#### YOUR INSTRUCTIONS:
Reproduce the listing verbatim.

#### GIVEN RECORDS:
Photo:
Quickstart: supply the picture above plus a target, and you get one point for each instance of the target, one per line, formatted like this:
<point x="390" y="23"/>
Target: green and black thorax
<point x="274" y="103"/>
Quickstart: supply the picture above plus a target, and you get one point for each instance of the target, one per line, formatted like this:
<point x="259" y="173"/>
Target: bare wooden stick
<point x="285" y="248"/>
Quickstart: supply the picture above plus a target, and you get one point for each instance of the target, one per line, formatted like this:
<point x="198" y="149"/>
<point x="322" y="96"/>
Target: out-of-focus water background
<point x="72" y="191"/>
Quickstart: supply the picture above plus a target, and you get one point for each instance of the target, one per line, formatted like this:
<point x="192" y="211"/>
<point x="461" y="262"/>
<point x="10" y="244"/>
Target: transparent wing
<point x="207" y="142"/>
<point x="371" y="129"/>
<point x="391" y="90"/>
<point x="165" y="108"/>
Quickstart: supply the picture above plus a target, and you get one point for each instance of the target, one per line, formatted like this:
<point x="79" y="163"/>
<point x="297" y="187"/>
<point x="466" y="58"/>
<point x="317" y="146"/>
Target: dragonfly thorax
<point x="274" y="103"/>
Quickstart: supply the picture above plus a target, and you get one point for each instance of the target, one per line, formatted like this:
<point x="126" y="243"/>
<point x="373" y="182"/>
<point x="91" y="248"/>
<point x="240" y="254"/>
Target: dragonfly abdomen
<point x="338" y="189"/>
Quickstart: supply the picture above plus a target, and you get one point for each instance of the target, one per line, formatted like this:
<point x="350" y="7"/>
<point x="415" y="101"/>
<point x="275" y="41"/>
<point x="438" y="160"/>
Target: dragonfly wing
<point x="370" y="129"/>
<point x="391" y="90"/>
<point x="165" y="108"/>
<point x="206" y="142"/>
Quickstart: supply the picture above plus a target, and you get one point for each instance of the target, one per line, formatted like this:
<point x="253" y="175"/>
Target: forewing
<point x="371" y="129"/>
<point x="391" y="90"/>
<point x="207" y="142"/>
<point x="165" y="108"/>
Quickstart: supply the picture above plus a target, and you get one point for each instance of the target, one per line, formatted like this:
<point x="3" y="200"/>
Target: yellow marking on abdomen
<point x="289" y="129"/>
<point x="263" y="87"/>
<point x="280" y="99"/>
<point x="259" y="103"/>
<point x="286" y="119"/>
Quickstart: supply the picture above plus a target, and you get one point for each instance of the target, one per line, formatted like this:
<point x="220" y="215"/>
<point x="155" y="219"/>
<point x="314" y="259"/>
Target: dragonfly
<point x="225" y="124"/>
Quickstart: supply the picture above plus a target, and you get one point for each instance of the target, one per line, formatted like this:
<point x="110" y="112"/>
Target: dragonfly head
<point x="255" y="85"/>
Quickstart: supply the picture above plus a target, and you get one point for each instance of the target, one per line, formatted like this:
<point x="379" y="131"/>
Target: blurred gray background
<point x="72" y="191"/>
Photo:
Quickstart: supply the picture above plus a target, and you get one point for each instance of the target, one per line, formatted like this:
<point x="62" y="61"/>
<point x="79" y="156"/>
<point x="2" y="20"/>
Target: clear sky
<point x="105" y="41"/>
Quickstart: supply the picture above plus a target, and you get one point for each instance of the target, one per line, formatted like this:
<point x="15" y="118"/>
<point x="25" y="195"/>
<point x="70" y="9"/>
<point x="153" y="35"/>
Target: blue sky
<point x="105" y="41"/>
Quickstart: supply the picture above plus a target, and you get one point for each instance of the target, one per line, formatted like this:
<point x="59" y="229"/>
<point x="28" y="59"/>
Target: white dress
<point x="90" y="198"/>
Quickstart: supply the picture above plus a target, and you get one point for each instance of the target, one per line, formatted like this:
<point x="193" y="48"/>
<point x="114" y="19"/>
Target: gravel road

#### RESPONSE TO THE EXERCISE:
Photo:
Quickstart: supply the picture above plus a target, and you get one point for each instance of the target, one per line, formatted like this:
<point x="390" y="23"/>
Target: green and black thorax
<point x="274" y="103"/>
Quickstart: supply the picture above plus a target, and you get one point for each instance of the target, one per line, formatted like this:
<point x="259" y="173"/>
Target: bare wooden stick
<point x="285" y="248"/>
Quickstart: supply the picture above plus a target, and you get one point for each instance of the target, one per line, formatted like this:
<point x="198" y="149"/>
<point x="322" y="96"/>
Target: out-of-focus water background
<point x="72" y="191"/>
Quickstart: supply the picture above plus a target, and you get one point for each instance of the target, one per line, formatted like this:
<point x="192" y="211"/>
<point x="461" y="262"/>
<point x="10" y="244"/>
Target: transparent wing
<point x="207" y="142"/>
<point x="371" y="129"/>
<point x="391" y="90"/>
<point x="165" y="108"/>
Quickstart: supply the picture above plus a target, and you get one point for each instance of the target, one per line, formatted like this:
<point x="79" y="163"/>
<point x="297" y="187"/>
<point x="466" y="58"/>
<point x="317" y="146"/>
Target: dragonfly thorax
<point x="274" y="103"/>
Quickstart: supply the picture above plus a target, and you get one point for each instance of the target, one per line, formatted like this:
<point x="126" y="243"/>
<point x="373" y="182"/>
<point x="91" y="248"/>
<point x="240" y="254"/>
Target: dragonfly abdomen
<point x="338" y="189"/>
Quickstart: supply the picture above plus a target, and you get one point for each instance of the target, one per line, formatted like this:
<point x="350" y="7"/>
<point x="415" y="101"/>
<point x="275" y="41"/>
<point x="438" y="160"/>
Target: dragonfly wing
<point x="370" y="129"/>
<point x="391" y="90"/>
<point x="165" y="108"/>
<point x="206" y="142"/>
Quickstart: supply the picture above plus a target, and you get one point for each instance of the target, one per line, formatted like this:
<point x="253" y="175"/>
Target: forewing
<point x="371" y="129"/>
<point x="391" y="90"/>
<point x="207" y="142"/>
<point x="165" y="108"/>
Quickstart: supply the picture above plus a target, and you get one point for each instance of the target, one per line, formatted like this:
<point x="3" y="200"/>
Target: yellow marking on abdomen
<point x="289" y="129"/>
<point x="263" y="87"/>
<point x="280" y="99"/>
<point x="259" y="103"/>
<point x="286" y="119"/>
Quickstart: supply the picture above plus a target, and you get one point for each instance of the target, one per line, formatted like this:
<point x="220" y="215"/>
<point x="155" y="219"/>
<point x="314" y="259"/>
Target: dragonfly
<point x="225" y="124"/>
Quickstart: supply the picture above plus a target, and you get one point for each instance of the target, one per line, formatted like this:
<point x="110" y="112"/>
Target: dragonfly head
<point x="255" y="85"/>
Quickstart: supply the picture above plus a target, and you get one point for each instance of the target, one per line, formatted like this:
<point x="379" y="131"/>
Target: blurred gray background
<point x="72" y="191"/>
Photo:
Quickstart: supply the picture above plus a target, and you get one point for each instance of the target, one per line, formatted like this:
<point x="62" y="61"/>
<point x="79" y="156"/>
<point x="2" y="20"/>
Target: clear sky
<point x="105" y="41"/>
Quickstart: supply the picture above plus a target, and you get one point for each instance of the target, one per line, formatted like this:
<point x="15" y="118"/>
<point x="25" y="195"/>
<point x="70" y="9"/>
<point x="153" y="35"/>
Target: blue sky
<point x="105" y="41"/>
Quickstart: supply the picture above plus a target, and you get one point for each instance of the target, one per line, formatted like this:
<point x="59" y="229"/>
<point x="28" y="59"/>
Target: white dress
<point x="90" y="198"/>
Quickstart: supply the picture above plus a target, and you get one point for each instance of the target, one per line, formatted like this:
<point x="193" y="48"/>
<point x="114" y="19"/>
Target: gravel road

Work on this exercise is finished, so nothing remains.